----- Source material

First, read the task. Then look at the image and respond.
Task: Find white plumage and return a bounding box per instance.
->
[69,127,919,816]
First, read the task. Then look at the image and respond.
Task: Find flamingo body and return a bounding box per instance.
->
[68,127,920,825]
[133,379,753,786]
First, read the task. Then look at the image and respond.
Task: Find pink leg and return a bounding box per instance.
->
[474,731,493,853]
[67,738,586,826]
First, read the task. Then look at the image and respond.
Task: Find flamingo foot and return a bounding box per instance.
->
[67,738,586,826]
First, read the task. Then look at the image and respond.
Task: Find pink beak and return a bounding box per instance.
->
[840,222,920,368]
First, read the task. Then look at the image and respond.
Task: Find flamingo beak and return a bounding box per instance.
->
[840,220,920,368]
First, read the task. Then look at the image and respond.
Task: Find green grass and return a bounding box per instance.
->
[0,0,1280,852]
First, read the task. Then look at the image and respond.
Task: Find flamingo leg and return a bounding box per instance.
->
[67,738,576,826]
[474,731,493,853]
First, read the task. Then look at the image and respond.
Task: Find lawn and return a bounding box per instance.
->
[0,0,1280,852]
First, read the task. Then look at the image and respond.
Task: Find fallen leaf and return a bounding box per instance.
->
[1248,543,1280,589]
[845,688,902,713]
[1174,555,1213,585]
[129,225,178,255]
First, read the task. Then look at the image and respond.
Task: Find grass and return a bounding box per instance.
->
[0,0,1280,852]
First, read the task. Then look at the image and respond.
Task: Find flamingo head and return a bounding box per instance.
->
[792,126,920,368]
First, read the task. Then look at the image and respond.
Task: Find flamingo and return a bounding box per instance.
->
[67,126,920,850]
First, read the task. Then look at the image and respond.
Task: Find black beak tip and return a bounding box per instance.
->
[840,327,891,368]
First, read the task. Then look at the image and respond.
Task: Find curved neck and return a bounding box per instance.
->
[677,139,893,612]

----------

How many lines of the records contain the string "grass"? Treat uppercase and lowercase as different, and reply with only the number.

**Reply to the exercise:** 2